Write out, unchanged, the lines from the one holding "pair like [670,1]." to the close of the listing. Both the first and last lines belong in it.
▶
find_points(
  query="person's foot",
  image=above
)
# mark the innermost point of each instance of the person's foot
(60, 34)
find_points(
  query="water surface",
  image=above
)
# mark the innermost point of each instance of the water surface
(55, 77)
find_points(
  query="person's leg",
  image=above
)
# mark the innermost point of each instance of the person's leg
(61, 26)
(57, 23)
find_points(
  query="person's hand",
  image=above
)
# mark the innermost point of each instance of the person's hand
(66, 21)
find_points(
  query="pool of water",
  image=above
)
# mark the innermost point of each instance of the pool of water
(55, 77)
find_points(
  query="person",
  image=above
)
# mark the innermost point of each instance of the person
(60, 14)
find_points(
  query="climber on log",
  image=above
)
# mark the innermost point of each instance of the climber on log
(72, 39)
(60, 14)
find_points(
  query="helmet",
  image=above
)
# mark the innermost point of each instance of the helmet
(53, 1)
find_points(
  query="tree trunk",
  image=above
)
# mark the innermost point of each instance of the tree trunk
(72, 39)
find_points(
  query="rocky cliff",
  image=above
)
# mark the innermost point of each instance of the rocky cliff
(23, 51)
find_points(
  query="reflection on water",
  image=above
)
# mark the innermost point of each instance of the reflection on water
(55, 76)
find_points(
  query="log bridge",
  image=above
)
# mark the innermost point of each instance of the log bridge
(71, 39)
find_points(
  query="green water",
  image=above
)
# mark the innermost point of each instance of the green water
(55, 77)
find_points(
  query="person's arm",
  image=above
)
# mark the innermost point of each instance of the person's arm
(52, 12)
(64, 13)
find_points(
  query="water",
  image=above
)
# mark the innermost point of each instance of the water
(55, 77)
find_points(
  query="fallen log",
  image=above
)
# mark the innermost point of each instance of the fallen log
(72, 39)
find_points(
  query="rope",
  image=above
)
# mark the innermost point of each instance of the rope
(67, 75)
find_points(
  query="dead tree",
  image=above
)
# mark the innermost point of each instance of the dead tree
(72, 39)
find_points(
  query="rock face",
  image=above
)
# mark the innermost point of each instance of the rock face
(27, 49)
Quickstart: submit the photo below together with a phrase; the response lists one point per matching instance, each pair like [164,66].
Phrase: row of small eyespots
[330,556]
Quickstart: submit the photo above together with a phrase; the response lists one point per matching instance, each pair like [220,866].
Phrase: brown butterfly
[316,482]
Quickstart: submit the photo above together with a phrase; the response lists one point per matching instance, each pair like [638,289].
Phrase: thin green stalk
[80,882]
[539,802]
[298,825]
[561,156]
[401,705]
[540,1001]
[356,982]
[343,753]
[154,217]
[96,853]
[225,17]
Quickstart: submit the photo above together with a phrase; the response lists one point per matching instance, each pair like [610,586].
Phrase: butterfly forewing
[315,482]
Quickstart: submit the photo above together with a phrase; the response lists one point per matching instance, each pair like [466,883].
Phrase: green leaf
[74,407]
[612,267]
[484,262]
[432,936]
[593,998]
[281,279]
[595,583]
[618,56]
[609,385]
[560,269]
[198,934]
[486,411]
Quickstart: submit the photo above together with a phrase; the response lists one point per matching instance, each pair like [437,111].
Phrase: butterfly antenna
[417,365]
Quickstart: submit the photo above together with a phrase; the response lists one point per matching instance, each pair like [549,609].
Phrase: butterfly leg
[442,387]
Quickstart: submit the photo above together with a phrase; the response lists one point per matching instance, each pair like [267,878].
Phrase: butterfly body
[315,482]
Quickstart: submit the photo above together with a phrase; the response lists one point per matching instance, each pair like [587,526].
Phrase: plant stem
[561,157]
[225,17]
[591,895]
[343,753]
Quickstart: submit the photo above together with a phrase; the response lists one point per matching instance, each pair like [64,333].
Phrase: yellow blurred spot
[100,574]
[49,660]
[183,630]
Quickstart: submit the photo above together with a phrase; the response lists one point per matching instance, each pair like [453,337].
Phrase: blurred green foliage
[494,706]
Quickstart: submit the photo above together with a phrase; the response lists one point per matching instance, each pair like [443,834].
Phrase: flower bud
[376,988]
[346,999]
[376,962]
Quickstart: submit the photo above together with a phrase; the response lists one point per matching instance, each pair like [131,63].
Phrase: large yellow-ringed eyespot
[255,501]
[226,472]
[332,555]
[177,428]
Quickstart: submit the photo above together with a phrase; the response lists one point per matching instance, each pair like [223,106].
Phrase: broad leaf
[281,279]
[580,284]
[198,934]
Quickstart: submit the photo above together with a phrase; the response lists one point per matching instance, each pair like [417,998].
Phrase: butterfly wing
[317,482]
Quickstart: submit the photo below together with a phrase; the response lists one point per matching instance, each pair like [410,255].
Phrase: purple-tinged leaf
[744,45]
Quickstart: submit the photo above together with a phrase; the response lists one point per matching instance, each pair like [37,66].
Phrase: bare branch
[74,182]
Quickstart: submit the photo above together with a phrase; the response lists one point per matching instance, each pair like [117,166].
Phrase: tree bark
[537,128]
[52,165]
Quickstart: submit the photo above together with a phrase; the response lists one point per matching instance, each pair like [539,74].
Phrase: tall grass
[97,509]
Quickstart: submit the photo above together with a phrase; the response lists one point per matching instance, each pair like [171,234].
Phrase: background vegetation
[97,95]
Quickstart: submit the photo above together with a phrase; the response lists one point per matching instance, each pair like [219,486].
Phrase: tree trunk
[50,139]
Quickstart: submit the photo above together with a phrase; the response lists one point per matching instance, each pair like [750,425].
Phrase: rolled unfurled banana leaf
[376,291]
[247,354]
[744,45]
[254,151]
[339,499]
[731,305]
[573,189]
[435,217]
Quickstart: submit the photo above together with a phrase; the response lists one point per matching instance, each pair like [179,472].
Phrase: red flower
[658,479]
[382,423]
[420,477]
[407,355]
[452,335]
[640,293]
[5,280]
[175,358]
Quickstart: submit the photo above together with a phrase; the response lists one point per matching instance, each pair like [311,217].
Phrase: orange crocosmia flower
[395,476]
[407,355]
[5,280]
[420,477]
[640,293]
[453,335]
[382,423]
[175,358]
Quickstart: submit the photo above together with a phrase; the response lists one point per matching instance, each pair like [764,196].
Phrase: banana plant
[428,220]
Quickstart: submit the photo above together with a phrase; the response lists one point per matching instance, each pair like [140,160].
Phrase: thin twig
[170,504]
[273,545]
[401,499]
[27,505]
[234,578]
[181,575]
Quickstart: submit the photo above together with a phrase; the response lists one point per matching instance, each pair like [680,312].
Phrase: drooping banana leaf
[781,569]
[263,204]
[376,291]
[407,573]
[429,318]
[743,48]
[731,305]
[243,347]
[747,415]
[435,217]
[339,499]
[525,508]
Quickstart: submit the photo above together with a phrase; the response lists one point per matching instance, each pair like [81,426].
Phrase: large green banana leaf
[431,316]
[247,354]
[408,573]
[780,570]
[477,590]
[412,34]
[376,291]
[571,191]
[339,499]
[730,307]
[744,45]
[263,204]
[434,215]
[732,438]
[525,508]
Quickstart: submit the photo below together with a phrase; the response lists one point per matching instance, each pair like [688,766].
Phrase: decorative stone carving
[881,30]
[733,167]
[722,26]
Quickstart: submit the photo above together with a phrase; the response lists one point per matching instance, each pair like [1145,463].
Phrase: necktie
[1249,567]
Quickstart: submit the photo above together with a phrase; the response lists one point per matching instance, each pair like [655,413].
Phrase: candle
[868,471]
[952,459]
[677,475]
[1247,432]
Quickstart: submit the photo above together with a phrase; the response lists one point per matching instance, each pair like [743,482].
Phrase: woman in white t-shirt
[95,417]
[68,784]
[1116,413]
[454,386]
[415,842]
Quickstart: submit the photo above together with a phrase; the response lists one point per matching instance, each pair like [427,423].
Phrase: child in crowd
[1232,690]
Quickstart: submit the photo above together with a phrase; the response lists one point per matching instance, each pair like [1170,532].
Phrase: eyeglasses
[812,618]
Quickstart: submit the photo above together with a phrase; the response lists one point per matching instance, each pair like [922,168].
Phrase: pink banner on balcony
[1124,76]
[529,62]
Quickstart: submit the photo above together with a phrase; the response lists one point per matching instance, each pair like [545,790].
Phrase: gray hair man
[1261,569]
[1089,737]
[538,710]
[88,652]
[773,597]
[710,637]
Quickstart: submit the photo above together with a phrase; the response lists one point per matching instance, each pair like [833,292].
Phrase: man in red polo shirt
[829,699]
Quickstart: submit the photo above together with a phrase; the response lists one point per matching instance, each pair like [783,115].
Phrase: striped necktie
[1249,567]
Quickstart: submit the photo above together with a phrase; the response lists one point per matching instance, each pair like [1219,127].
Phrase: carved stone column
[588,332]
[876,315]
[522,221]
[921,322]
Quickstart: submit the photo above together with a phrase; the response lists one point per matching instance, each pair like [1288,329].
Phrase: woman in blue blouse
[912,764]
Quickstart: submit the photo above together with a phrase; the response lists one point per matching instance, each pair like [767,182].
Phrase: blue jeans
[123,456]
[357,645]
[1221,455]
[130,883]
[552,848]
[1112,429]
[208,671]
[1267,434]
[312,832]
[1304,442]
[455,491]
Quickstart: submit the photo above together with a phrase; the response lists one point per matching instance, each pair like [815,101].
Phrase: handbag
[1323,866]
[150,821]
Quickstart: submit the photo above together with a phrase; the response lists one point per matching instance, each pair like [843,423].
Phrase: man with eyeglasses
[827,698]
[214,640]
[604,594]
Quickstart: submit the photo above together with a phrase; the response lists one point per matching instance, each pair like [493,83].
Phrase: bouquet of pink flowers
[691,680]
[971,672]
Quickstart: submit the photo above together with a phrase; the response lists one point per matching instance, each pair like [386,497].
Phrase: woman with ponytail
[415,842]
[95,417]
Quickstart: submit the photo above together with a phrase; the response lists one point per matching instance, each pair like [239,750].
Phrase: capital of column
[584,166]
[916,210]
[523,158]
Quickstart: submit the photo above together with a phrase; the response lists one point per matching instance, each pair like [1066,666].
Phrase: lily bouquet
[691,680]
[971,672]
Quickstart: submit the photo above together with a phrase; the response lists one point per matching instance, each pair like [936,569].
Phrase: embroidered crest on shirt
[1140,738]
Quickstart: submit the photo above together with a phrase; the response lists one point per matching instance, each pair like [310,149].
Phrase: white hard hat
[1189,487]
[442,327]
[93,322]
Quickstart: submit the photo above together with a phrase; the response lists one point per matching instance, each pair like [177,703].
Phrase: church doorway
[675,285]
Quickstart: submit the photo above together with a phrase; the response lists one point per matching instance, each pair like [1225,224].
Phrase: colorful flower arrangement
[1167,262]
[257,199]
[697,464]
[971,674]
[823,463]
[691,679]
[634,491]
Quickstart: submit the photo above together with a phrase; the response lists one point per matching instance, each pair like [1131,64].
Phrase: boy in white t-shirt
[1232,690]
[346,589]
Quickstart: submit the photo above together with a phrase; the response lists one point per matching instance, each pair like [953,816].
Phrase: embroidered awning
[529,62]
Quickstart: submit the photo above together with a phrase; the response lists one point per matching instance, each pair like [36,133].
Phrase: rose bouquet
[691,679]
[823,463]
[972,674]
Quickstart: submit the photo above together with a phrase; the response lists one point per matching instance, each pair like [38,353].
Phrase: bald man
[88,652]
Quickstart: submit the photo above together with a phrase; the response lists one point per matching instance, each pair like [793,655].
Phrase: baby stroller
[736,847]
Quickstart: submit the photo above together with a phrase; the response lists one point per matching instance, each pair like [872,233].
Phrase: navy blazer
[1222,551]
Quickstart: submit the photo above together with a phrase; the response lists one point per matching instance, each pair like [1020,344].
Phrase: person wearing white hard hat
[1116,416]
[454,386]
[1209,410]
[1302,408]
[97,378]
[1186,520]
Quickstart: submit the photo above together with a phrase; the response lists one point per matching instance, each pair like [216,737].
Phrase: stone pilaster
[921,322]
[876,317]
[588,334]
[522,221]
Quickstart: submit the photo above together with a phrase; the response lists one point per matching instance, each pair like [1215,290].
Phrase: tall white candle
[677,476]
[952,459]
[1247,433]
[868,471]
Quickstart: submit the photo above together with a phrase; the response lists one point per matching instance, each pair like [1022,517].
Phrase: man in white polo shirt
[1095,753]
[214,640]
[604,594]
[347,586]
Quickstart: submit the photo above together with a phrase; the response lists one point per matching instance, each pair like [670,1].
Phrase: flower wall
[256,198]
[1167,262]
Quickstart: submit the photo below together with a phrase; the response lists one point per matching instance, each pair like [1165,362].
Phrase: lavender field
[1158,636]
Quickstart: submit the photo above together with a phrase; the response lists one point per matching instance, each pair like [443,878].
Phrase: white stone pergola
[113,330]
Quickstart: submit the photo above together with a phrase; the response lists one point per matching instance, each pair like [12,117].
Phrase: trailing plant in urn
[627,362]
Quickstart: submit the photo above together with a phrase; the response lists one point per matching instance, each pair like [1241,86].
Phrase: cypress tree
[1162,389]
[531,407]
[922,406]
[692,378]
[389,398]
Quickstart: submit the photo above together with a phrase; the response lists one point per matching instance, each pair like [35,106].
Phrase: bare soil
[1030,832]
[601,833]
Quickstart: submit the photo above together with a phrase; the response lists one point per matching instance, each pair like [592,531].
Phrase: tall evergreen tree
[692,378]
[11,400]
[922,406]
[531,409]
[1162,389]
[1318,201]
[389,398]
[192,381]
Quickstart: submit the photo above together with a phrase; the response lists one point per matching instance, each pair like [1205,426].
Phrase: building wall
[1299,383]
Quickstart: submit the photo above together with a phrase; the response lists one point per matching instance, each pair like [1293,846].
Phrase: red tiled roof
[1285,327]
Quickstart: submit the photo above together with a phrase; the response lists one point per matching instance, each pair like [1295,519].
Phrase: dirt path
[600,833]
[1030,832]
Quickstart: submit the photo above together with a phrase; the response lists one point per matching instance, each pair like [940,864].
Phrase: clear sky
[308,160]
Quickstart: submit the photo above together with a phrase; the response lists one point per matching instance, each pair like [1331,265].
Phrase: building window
◀
_Exercise answer_
Quickstart: submit the photo above together with a phrase; the response lists one point per matching instance, each pair like [670,1].
Phrase: flower wall
[256,198]
[1167,262]
Quickstart: submit the photo below together with a phrase; the response lists one point per matching instance, each pair like [1165,362].
Phrase: lavender field
[1158,636]
Quickstart: submit the photo above together with a phrase; the response lists one point per matching instance, each pair like [443,878].
Phrase: white stone pergola
[113,330]
Quickstart: submit the photo above together with a phrase; the response lists one point per matching instance, each pair like [12,117].
Phrase: trailing plant in urn
[627,362]
Quickstart: submit the photo above together with a phrase; the response lists one point per matching instance, each pair like [1241,86].
Phrase: cypress tree
[1162,389]
[531,407]
[922,406]
[692,378]
[389,398]
Quickstart: submit the photo above together with a phrase; the response lists one point per matching instance, each pair like [35,106].
Phrase: bare soil
[1030,832]
[601,833]
Quickstart: submit the photo above together with a phrase; the response lists one point per matching instance, each pair like [592,531].
Phrase: tall evergreen tree
[692,378]
[11,400]
[922,406]
[531,409]
[1162,389]
[1318,201]
[389,398]
[192,381]
Quickstart: submit the photo above together with a phrase; the response lists one point per matching instance, each pair like [1205,426].
Phrase: building wall
[1299,383]
Quickstart: submit the photo above together with a phrase; the response lists one point per matching instance, each pair like [1293,846].
Phrase: red tiled roof
[1285,327]
Quickstart: submit the photo above together with a phrase; the response lists one point per matching instance, each pair like [1295,519].
Phrase: dirt path
[600,833]
[1030,832]
Quickstart: submit the photo above together with a phrase; the response lists one point per matching instance, each pair like [940,864].
Phrase: clear sky
[308,160]
Quickstart: submit the photo above together with a phrase; the response lists one point per matching instance, each pair like [1331,265].
Phrase: building window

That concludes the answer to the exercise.